If the data are to be packaged informally (in a ZIP or TAR file, or an ordinary directory, for example) the rights statement should be included in an obvious introductory document, such as a readme.txt file, at the top level of the directory structure.

In addition to these methods, it is also a good idea to ensure the rights statement is clearly displayed on pages from which the data may be downloaded. You might consider introducing a click-through notice, so that whenever someone requests the data, they are asked to assent to the licence terms before the transfer will proceed, but bear in mind this interferes with the ability of automated tools to access the data.

The example rights statements shown above both use URLs to specify the full legal text of the licence, but there is a question as to whether they should use the canonical URL for the licence, or point to a file within the package that contains the full text. The latter option is legally more robust, but canonical URLs have the advantage of being easier for automated tools to recognise. If you do include a copy of the licence with your data, it is customary to include it in a file named ‘license’ at the top level of the directory structure.

(Saved entries)
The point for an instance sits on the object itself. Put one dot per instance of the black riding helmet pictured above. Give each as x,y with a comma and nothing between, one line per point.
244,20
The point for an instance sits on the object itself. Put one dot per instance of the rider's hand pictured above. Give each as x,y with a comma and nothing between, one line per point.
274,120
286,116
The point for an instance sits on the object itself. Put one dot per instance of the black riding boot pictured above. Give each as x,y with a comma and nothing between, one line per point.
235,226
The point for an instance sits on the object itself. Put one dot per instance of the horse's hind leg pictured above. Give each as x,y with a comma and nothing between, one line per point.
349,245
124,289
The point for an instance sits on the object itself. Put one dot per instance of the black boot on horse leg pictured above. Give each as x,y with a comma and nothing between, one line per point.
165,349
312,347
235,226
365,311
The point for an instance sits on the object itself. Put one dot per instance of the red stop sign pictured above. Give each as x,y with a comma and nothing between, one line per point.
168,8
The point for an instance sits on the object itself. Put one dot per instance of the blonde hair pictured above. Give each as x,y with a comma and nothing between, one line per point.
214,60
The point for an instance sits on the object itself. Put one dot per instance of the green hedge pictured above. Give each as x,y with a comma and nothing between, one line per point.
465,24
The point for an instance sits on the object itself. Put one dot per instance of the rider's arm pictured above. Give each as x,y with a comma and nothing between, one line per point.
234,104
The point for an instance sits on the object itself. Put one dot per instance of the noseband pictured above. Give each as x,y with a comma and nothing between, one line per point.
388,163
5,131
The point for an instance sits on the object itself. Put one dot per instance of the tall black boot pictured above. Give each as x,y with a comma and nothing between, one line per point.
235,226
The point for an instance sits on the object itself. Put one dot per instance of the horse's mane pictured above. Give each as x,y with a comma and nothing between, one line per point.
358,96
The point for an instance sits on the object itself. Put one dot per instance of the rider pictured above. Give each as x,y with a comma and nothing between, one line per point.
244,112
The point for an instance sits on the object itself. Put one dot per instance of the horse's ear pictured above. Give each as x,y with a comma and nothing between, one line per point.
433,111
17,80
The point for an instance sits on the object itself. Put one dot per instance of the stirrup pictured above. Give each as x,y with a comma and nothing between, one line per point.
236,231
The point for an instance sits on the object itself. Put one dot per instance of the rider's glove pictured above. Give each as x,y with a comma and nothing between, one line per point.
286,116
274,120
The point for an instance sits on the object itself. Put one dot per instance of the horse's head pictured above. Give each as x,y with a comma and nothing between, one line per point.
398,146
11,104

[Parts of the exercise]
**A.** List the examples of informal packaging that the licensing excerpt gives.
**B.** Render this sentence from the licensing excerpt in Spanish: "The latter option is legally more robust, but canonical URLs have the advantage of being easier for automated tools to recognise."
**C.** According to the licensing excerpt, where is it customary to put a copy of the licence included with the data?
This data comes from a separate source.

[Answers for this exercise]
**A.**
ZIP file
TAR file
ordinary directory

**B.** La última opción es más sólida desde el punto de vista jurídico, pero las URL canónicas tienen la ventaja de ser más fáciles de reconocer para las herramientas automatizadas.

**C.** In a file named ‘license’ at the top level of the directory structure.